Pull out every line in the rows below that contains the word "green", and copy each one as it appears.

----

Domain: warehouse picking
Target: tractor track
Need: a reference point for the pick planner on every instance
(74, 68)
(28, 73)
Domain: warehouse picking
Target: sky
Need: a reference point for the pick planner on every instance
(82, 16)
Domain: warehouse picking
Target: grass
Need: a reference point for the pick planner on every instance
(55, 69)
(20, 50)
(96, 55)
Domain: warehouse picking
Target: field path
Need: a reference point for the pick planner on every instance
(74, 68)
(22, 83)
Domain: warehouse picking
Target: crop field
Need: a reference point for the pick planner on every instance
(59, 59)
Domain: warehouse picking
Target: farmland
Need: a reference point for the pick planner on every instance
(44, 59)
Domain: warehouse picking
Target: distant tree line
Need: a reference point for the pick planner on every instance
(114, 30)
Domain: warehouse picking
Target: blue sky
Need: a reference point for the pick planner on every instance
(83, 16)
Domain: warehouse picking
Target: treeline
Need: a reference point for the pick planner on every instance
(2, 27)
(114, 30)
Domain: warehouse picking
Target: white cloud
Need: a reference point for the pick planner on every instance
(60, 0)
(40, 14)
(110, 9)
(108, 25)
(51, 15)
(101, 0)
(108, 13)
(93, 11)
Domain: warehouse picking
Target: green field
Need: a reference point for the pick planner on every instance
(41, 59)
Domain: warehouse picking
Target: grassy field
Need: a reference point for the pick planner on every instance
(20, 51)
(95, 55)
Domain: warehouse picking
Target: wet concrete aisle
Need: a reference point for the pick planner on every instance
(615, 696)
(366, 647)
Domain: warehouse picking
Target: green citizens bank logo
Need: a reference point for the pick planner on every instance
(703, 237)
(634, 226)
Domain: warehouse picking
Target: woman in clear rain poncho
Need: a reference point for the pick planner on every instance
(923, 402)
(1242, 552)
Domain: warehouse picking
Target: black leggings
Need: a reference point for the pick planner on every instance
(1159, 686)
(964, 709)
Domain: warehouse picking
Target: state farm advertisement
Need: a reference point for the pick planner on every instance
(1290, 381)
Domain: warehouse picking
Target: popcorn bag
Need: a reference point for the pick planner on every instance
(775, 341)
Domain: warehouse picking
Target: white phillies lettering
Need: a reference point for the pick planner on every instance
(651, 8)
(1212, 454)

----

Task solution
Target: green field
Target: green citizens bank logo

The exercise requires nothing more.